■ **WHAT IS BEING ASKED**
Each record needs to be echoed exactly; can you do that?

■ **ENTRIES**
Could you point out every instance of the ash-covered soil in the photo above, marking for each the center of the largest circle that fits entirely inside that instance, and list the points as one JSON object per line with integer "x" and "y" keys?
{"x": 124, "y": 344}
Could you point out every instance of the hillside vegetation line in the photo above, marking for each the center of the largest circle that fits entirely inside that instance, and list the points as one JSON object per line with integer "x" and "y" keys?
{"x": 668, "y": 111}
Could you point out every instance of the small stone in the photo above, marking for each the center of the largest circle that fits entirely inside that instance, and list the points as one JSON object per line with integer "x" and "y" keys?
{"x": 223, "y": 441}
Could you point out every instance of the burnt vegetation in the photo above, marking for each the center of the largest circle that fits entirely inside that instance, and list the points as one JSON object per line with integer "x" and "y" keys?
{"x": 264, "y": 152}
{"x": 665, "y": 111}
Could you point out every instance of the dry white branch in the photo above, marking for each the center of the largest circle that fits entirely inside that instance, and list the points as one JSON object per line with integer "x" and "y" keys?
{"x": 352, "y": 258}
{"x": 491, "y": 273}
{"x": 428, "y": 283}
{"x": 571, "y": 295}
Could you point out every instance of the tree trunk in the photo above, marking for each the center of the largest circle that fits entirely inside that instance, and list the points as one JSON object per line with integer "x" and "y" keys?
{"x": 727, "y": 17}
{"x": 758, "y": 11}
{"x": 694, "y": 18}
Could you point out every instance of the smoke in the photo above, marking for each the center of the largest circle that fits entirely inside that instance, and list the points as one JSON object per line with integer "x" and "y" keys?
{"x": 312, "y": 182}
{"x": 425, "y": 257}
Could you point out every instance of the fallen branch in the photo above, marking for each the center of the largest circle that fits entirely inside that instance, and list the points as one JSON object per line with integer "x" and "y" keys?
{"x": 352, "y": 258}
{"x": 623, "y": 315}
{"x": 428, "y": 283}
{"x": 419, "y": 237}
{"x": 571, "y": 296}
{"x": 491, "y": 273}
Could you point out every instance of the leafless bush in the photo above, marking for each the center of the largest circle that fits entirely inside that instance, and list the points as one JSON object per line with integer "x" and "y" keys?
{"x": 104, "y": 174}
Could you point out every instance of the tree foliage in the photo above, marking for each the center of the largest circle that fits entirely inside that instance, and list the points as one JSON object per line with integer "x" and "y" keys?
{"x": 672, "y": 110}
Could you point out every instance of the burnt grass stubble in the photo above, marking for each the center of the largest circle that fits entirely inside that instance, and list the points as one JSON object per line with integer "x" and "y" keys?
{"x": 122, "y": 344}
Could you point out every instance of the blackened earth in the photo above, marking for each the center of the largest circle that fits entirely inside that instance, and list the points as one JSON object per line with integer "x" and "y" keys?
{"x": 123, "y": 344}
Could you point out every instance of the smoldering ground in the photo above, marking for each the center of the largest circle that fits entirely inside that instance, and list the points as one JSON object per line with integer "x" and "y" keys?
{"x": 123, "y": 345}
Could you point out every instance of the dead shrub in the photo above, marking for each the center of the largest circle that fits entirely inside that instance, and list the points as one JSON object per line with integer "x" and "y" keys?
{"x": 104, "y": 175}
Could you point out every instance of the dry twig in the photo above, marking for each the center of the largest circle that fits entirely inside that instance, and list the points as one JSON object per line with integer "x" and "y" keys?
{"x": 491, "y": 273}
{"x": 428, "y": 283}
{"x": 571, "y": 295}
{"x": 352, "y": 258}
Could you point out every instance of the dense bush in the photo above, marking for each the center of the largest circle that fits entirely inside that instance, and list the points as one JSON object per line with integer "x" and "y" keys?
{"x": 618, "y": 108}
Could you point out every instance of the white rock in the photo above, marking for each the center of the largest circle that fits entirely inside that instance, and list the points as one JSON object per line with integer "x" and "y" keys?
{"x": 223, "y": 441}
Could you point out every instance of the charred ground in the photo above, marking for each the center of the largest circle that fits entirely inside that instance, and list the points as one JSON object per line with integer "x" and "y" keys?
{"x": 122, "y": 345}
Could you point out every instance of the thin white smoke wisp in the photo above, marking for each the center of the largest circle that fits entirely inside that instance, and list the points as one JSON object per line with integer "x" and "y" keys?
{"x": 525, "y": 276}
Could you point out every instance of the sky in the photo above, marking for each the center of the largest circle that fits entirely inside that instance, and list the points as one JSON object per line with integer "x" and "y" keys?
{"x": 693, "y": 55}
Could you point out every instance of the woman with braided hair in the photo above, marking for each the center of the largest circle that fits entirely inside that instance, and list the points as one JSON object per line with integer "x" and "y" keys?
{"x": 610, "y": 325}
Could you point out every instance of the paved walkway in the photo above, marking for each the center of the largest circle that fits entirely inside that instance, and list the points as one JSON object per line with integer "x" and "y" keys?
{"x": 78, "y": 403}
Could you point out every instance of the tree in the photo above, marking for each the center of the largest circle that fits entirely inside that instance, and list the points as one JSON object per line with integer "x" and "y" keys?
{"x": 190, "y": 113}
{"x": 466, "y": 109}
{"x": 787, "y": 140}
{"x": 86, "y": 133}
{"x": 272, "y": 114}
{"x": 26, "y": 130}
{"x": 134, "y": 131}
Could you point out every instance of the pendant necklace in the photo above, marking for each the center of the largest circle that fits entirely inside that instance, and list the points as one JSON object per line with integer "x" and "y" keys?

■ **EXPECTED OUTPUT**
Could you point out every instance of the ash-covered soil in the photo above, marking for each the center of the largest circle that fits entirely inside that instance, and list the points as one JSON object per line with integer "x" and "y" keys?
{"x": 124, "y": 344}
Could you point out every instance of the hillside vegetation line in the photo above, marking for each the center of the largest circle that fits entirely inside that instance, and list the points as one JSON object per line with integer "x" and "y" keys?
{"x": 668, "y": 111}
Could you point out every instance of the small stone in the photo above, marking for each the center of the largest circle that fits entirely inside that instance, and list the points as one JSON object per line with integer "x" and "y" keys?
{"x": 223, "y": 441}
Could you point out every instance of the burnt vegetation in the photo above, marking for each the center of the largest circle that fits entirely inside that instance, and list the points as one JSON object per line with integer "x" and "y" keys?
{"x": 264, "y": 152}
{"x": 665, "y": 111}
Could you point out every instance of the dry white branch in the photo above, marking for each the center of the largest circle that fits entirely inside that instance, and list the points as one JSON object per line with integer "x" and "y" keys?
{"x": 352, "y": 258}
{"x": 491, "y": 273}
{"x": 428, "y": 283}
{"x": 571, "y": 295}
Could you point out every instance of the tree trunk in the photo above, marking for each the center of the largest circle that fits entirely inside that instance, and list the points as one JSON object per line with integer "x" and "y" keys?
{"x": 727, "y": 17}
{"x": 758, "y": 11}
{"x": 694, "y": 18}
Could you point out every instance of the smoke in the photo above, marking for each the center of the largest circle that fits entirely inside that instance, and list the points as one JSON object per line with integer "x" and "y" keys?
{"x": 312, "y": 182}
{"x": 425, "y": 257}
Could you point out every instance of the fallen branch in the photo above, marking for each the center of the largest circle that fits entirely inside that instance, and list the points as one JSON object per line with integer "x" and "y" keys?
{"x": 352, "y": 258}
{"x": 623, "y": 315}
{"x": 428, "y": 283}
{"x": 419, "y": 237}
{"x": 571, "y": 296}
{"x": 491, "y": 273}
Could you point out every instance of the leafless bush in the photo above, marking for each the center of the largest circle that fits entirely inside that instance, and list the points as one JSON object per line with integer "x" and "y" keys?
{"x": 104, "y": 174}
Could you point out every instance of the tree foliage in the photo above, marking for each the center of the largest circle that fits entirely inside that instance, and list the points as one JSON object per line with integer "x" and "y" keys?
{"x": 672, "y": 110}
Could you point out every instance of the burnt grass stubble in the photo above, marking for each the center of the largest circle that fits entirely inside that instance, and list the points as one JSON object per line with integer "x" and "y" keys?
{"x": 122, "y": 344}
Could you point out every instance of the blackened earth in the photo above, marking for each the center of the largest circle that fits entirely inside that instance, and list the points as one JSON object per line with integer "x" and "y" keys?
{"x": 123, "y": 344}
Could you point out every instance of the smoldering ground in the photo above, marking for each the center of the largest circle that fits entirely inside that instance, and list the points as one JSON object per line with integer "x" and "y" keys?
{"x": 123, "y": 345}
Could you point out every instance of the dead shrub in the photo above, marking for each the center of the largest circle that fits entirely inside that instance, and list the points as one JSON object per line with integer "x" and "y" keys?
{"x": 104, "y": 175}
Could you point out every instance of the dry twig in the photo above, marking for each the center of the largest circle that fits entirely inside that instance, and list the points as one JSON object per line with integer "x" and "y" keys?
{"x": 491, "y": 273}
{"x": 428, "y": 283}
{"x": 571, "y": 295}
{"x": 352, "y": 258}
Could you point out every instance of the dense bush in the photo above, marking for each the center of the largest circle that fits entirely inside that instance, and list the points as one JSON object per line with integer "x" and "y" keys?
{"x": 618, "y": 108}
Could you point out every instance of the white rock in the photo above, marking for each the center of the largest circle that fits entirely inside that instance, and list the points as one JSON object per line with integer "x" and "y" keys?
{"x": 223, "y": 441}
Could you point out every instance of the charred ground in the photo above, marking for each the center of the largest circle that fits entirely inside that instance, and list the points as one JSON object per line with integer "x" and "y" keys?
{"x": 122, "y": 345}
Could you point out every instance of the thin white smoke wisp in the photo above, marking for each the center of the largest circle that fits entirely inside that instance, and list the points as one JSON object per line with integer "x" and "y" keys?
{"x": 525, "y": 276}
Could you point out every instance of the sky in the photo above, marking for each the center of the largest circle that fits entirely inside that instance, and list the points as one JSON object per line with integer "x" and "y" keys?
{"x": 693, "y": 55}
Could you point out every instance of the woman with braided hair in the photo above, marking for each the center of the largest circle that fits entirely inside that instance, and list the points as one JSON object per line with integer "x" and "y" keys?
{"x": 610, "y": 325}
Could you point out every instance of the paved walkway in the photo above, marking for each the center of the largest circle that fits entirely inside that instance, and list the points as one JSON object per line with integer "x" and "y" keys?
{"x": 78, "y": 403}
Could you point out every instance of the tree in the photo above, marking for each the center of the largest circle that fits entirely inside that instance, and list the points as one JSON object per line with integer "x" and "y" keys?
{"x": 190, "y": 113}
{"x": 466, "y": 109}
{"x": 787, "y": 140}
{"x": 86, "y": 133}
{"x": 272, "y": 114}
{"x": 26, "y": 130}
{"x": 134, "y": 131}
Could you point out every instance of the pendant necklace in the photo above, marking for each the center of the largest circle that fits entirely inside that instance, and list the points as one JSON object per line with integer "x" and "y" keys?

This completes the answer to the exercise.